[Data items]
******

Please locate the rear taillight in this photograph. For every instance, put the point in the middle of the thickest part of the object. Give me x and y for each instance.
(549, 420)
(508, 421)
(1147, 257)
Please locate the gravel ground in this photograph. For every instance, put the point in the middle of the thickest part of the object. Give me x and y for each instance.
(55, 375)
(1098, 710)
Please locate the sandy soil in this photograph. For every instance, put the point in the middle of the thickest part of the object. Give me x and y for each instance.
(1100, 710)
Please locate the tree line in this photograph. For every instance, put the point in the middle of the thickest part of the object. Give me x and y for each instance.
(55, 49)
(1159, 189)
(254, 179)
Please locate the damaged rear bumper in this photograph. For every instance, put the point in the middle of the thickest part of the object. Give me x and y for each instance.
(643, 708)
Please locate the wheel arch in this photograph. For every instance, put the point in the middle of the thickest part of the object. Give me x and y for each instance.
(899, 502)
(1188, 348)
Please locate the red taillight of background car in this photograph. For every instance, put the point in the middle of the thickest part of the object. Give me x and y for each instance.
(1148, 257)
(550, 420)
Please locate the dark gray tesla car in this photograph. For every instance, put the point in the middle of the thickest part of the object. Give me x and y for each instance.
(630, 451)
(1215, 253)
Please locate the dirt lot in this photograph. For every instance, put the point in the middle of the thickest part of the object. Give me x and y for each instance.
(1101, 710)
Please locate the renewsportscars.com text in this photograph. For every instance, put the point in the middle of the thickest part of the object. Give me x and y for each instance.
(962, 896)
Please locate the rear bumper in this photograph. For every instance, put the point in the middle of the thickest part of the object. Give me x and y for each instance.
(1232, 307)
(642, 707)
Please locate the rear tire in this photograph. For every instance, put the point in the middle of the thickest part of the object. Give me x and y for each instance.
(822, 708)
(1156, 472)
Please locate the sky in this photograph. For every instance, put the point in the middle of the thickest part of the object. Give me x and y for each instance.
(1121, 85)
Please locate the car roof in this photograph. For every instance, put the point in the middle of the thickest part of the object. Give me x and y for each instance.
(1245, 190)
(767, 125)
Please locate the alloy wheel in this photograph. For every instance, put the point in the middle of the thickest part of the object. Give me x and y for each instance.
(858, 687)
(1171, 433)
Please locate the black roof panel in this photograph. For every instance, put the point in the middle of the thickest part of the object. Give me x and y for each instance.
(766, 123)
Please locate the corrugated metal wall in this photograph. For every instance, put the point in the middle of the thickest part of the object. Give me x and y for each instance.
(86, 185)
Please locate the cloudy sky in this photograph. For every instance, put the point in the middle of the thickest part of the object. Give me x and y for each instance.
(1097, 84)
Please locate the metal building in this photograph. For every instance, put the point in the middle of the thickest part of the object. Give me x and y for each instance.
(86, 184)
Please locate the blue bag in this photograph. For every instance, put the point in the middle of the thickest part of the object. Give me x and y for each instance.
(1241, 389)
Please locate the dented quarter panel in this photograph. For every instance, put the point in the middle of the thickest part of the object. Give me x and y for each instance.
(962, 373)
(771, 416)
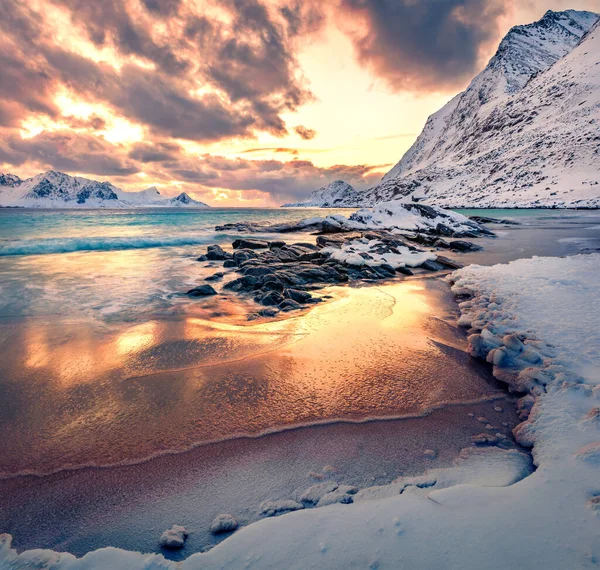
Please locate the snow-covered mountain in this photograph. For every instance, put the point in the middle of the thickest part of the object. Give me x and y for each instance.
(53, 189)
(525, 133)
(337, 194)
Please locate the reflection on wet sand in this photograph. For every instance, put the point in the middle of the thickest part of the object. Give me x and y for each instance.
(79, 395)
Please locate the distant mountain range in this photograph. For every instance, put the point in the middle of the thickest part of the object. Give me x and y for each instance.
(336, 194)
(53, 189)
(525, 133)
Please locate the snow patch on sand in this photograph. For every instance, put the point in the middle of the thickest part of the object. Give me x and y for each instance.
(483, 512)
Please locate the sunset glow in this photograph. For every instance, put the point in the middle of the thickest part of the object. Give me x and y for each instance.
(145, 93)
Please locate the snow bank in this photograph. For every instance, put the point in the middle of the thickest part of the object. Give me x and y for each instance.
(362, 252)
(484, 512)
(410, 216)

******

— WHAT THIS TASK INVOLVES —
Render each line of the material above as a row in a Markdown table with the columns "Row" and "Line", skipping blank lines. Keep the pictures out of the answer.

— OUTPUT FOR THIS TASK —
| Row | Line |
|---|---|
| 1 | Please locate the rear taillight in this photograph. For every instance, put the point in the middle of the thickest part of the object. Give me x and y for each instance. |
| 2 | (549, 420) |
| 3 | (508, 421) |
| 4 | (1147, 257) |
| 5 | Please locate the gravel ground in this photograph. For every instance, put the point in the middle of the thickest part of the object. Give me x and y for each instance. |
| 6 | (55, 375) |
| 7 | (1098, 710) |
| 8 | Please locate the sandy soil in this photograph. For every instance, put the point in the middle of the thickest part of the object. Give me x and y for each instance. |
| 9 | (1100, 710) |
| 10 | Please locate the tree line in this photograph. For every instance, put the point in the middle of the thickest part of the object. Give me x and y for each instance. |
| 11 | (55, 49) |
| 12 | (1159, 189) |
| 13 | (254, 179) |
| 14 | Please locate the damaged rear bumper in this photograph. For every instance, put the point in the middle of the thickest part of the object. Give me x and y for each instance. |
| 15 | (643, 708) |
| 16 | Please locate the wheel arch in this photograph. For every instance, put the point in the middle of the thickest part of the object. Give me x and y for each instance. |
| 17 | (899, 502) |
| 18 | (1188, 348) |
| 19 | Please locate the red taillight of background car in this photograph. For every instance, put the point in the middle of the thickest part of the object. Give me x and y for each instance. |
| 20 | (1148, 257) |
| 21 | (550, 420) |
| 22 | Please locate the dark gray tesla car in this photograph. For every instance, put the point in the middle of the thickest part of the object. Give me x and y for each instance. |
| 23 | (630, 451) |
| 24 | (1215, 253) |
| 25 | Please locate the dirt lot in this photograph. For every instance, put the point in the middle of the thickest part of the object. Give me x and y for each instance. |
| 26 | (1101, 710) |
| 27 | Please locate the renewsportscars.com text in this photograph. For every instance, put the point in the middle of the thickest part of the object. Give me x and y for each instance. |
| 28 | (962, 896) |
| 29 | Please locate the rear bumper in this photograph. For every instance, put the point in the middle of the thickest part of the object. Give me x and y for each instance. |
| 30 | (1232, 307) |
| 31 | (642, 707) |
| 32 | Please locate the rear tire in this photograph. For every instance, put the point in the middle of the thickest part of the object. Give me x and y for each instance. |
| 33 | (822, 708) |
| 34 | (1156, 472) |
| 35 | Please locate the sky in this photograph. For every instance, put the point in the middle of the thickest part of the object. Give me x and y for each instance. |
| 36 | (1121, 85) |
| 37 | Please locate the car roof in this photograph. For every instance, put the point in the middle of the thickest part of the object. Give me x and y for each instance. |
| 38 | (1245, 190) |
| 39 | (767, 125) |
| 40 | Please locate the alloy wheel in this photograph. For every instance, put the point in the middle of the thickest part of the object. Give me x and y for each instance. |
| 41 | (858, 687) |
| 42 | (1171, 433) |
| 43 | Please locate the black roof panel in this photograph. For every instance, put the point in the middle of the thickest part of the object. Give me x and y for each instance. |
| 44 | (766, 123) |
| 45 | Please locate the corrugated metal wall in this photograph. For every instance, put the point in the middle of the thickest part of the object. Give me x and y for each instance. |
| 46 | (86, 185) |
| 47 | Please locate the cloudy sky in this photograph. For every instance, put the point in the middle of the thickest part of the object. Give me x and y for each instance. |
| 48 | (1097, 84) |
| 49 | Please locate the metal building in this photograph. For every instance, put the point in the middle of the thickest part of the object. Give me x and y for each instance. |
| 50 | (86, 184) |
| 51 | Please locate the blue bag in this photograph. For every instance, put the point in the middle of the thickest part of the object. Give me x and y for each instance. |
| 52 | (1241, 389) |
| 53 | Please locate the dented quarter panel in this photograph. For every instance, put the point in the middle of the thickest part of the object. Give me x and y for each instance. |
| 54 | (962, 373) |
| 55 | (771, 416) |
| 56 | Please locate the snow-covered mountain in this photograph. For every instance, put the point in the middle of the thickest part of the object. Give me x and y for each instance. |
| 57 | (53, 189) |
| 58 | (525, 133) |
| 59 | (337, 194) |
| 60 | Please locate the reflection on wet sand in this photograph. For every instance, put the point in the middle of the thickest part of the object. Give me x and y for each instance. |
| 61 | (79, 395) |
| 62 | Please locate the distant mountain range in this photograph. For every instance, put the point in the middle of the thickest part of the object. Give me x and y for each instance. |
| 63 | (336, 194) |
| 64 | (53, 189) |
| 65 | (525, 133) |
| 66 | Please locate the snow patch on sand in this photograph. For every instance, put the point in the middle of the thickest part of the object. Give me x and y for each instance. |
| 67 | (483, 512) |
| 68 | Please locate the sunset glow in this photograph. For every instance, put the point in the middle of the thickest part of the object. Give me x and y for each instance. |
| 69 | (145, 93) |
| 70 | Please locate the snow bank in this photograph. For every instance, put the point in the middle of the thickest part of the object. Give me x and y for each instance. |
| 71 | (362, 252) |
| 72 | (484, 512) |
| 73 | (410, 216) |